Sort String

Post questions here relative to DataStage Server Edition for such areas as Server job design, DS Basic, Routines, Job Sequences, etc.

Moderators: chulett, rschirm, roy

datastager
Participant
Posts: 7
Joined: Wed Oct 10, 2007 1:03 pm

Sort String

Post by datastager »

Hello,

I have a requirement where I need to do a lookup on a field. Before doing the lookup I need to sort the incomming data.

I need to sort it in the ascending order before doing the lookup (The hash file has the values in the sorted manner)

Texas,New York,California --> California,New York,Texas
Vermont,Alaska,New Mexico, New Jersey --> Alaska,New Jersey,New Mexico, Vermont.

Should I write a routine to do this or Can I do it on the transformer?
Please guide..
DeepakCorning
Premium Member
Premium Member
Posts: 503
Joined: Wed Jun 29, 2005 8:14 am

Re: Sort String

Post by DeepakCorning »

What is the source of your data? If the data is coming from a database you can put order by in the data source.
Thanks
Deepak Patil

Convince Them Confuse Them .. What's the difference?
datastager
Participant
Posts: 7
Joined: Wed Oct 10, 2007 1:03 pm

Post by datastager »

This field is from a pipe delimited file. The file has around 10 milion rows!
DeepakCorning
Premium Member
Premium Member
Posts: 503
Joined: Wed Jun 29, 2005 8:14 am

Post by DeepakCorning »

dii you try using the sort stage. It may not respond that well but will get the job done.
Thanks
Deepak Patil

Convince Them Confuse Them .. What's the difference?
datastager
Participant
Posts: 7
Joined: Wed Oct 10, 2007 1:03 pm

Post by datastager »

As you said, it might not respond. I want to try and avoid the sort stage.
It would be great if there are any functions to do it, or do I have to write one.... :(
us1aslam1us
Charter Member
Charter Member
Posts: 822
Joined: Sat Sep 17, 2005 5:25 pm
Location: USA

Post by us1aslam1us »

Or In the sequential file use the filter option and sort your data beforehand then pass it to hashed file for lookup.
I haven't failed, I've found 10,000 ways that don't work.
Thomas Alva Edison(1847-1931)
ray.wurlod
Participant
Posts: 54607
Joined: Wed Oct 23, 2002 10:52 pm
Location: Sydney, Australia
Contact:

Re: Sort String

Post by ray.wurlod »

datastager wrote:Hello,

I have a requirement where I need to do a lookup on a field. Before doing the lookup I need to sort the incomming data.

I need to sort it in the ascending order before doing the lookup (The hash file has the values in the sorted manner)
No it doesn't.

= = = =

**Exercise set**
1. Transcribe the portion of the Sort String thread starting with "It would be" and going on through "Thomas Alva Edison(1847-1931)".
2. In the Sort String thread, what kind of file does the field to be sorted come from?
3. Extend the Sort String thread, picking up from its final line.
The records are separate material and have no connection to the Sort String thread.

= = = =

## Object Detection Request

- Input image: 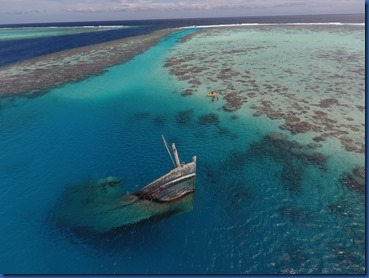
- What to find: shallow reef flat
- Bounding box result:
[0,29,172,96]
[165,25,365,155]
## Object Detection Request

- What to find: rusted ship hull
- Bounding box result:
[133,157,196,202]
[54,140,196,232]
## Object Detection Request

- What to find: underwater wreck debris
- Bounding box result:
[340,166,365,193]
[223,92,246,112]
[53,137,196,233]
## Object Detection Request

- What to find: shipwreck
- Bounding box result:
[54,136,196,232]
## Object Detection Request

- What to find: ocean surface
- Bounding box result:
[0,15,366,274]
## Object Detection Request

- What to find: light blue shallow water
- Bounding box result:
[0,30,365,274]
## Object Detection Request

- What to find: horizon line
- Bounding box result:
[0,12,365,26]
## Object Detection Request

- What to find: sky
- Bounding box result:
[0,0,365,24]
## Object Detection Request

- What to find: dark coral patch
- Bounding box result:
[340,167,365,193]
[176,109,193,125]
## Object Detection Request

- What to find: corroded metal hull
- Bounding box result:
[133,157,196,202]
[54,157,196,232]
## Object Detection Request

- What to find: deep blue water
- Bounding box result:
[0,14,365,274]
[0,14,365,66]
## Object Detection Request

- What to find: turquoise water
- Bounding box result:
[0,30,365,274]
[0,26,124,40]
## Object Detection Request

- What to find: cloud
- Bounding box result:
[0,0,365,23]
[61,0,364,13]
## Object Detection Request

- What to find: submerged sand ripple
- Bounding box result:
[165,26,365,154]
[0,30,172,96]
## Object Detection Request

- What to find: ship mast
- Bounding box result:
[172,143,181,167]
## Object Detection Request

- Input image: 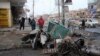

= = = =

**Answers provided**
1.
It would be great if there are any functions to do it, or do I have to write one.... :(
us1aslam1us
Charter Member
Charter Member
Posts: 822
Joined: Sat Sep 17, 2005 5:25 pm
Location: USA

Post by us1aslam1us »

Or In the sequential file use the filter option and sort your data beforehand then pass it to hashed file for lookup.
I haven't failed, I've found 10,000 ways that don't work.
Thomas Alva Edison(1847-1931)

2. A pipe delimited file.

3.
Storage in hashed files ("Hashed", you will notice, not "hash") is entirely governed by the hashed file's hashing algorithm.

The hashing algorithm determines the physical location of a record based upon its key value. You do not need to sort anything. A single I/O operation will retrieve any record from a hashed file.
IBM Software Services Group
Any contribution to this forum is my own opinion and does not necessarily reflect any position that IBM may hold.
datastager
Participant
Posts: 7
Joined: Wed Oct 10, 2007 1:03 pm

Post by datastager »

Sorry if i did not put forth my question clearly.

Actually I need to sort data inside a field, not the field itself.

Texas,New York,California Needs to be sorted to California,New York,Texas

and

Vermont,Alaska,New Mexico, New Jersey Needs to be sorted to Alaska,New Jersey,New Mexico, Vermont

and so on....
ray.wurlod
Participant
Posts: 54607
Joined: Wed Oct 23, 2002 10:52 pm
Location: Sydney, Australia
Contact:

Post by ray.wurlod »

You need a routine. It's not hard; an insert sort will do it.

Code: Select all

FUNCTION SortList(TheList, Delimiter)

* Change to undefine to perform unique sort (remove duplicates).
$DEFINE PreserveDuplicates

* Validate input arguments.
If UnAssigned(TheList) Or UnAssigned(TheDelimiter) Then RETURN(@NULL)
If IsNull(TheList) Or IsNull(TheDelimiter) Then RETURN(@NULL)

Ans = ""
Temp = Convert(Delimiter, @FM, (TheList))

Loop

   * Get next element from dynamic array.
   Remove Element From Temp Setting MoreElements

   Locate(Element, Ans; WhereFound; "AL")
$IFDEF PreserveDuplicates
   Then
      Ins Element Before(Ans<WhereFound>)
   End
$ENDIF
   Else
      Ins Element Before(Ans<WhereFound>)
   End

While MoreElements
Repeat

* Reinstate the original delimiter character.
Convert @FM To Delimiter In Ans

RETURN(Ans)
IBM Software Services Group
Any contribution to this forum is my own opinion and does not necessarily reflect any position that IBM may hold.
datastager
Participant
Posts: 7
Joined: Wed Oct 10, 2007 1:03 pm

Post by datastager »

I tried to compile your code, but I get warnings. I am not yet an expert to debug your code.
Can you please check it when you get time.
Appreciate it!
ray.wurlod
Participant
Posts: 54607
Joined: Wed Oct 23, 2002 10:52 pm
Location: Sydney, Australia
Contact:

Post by ray.wurlod »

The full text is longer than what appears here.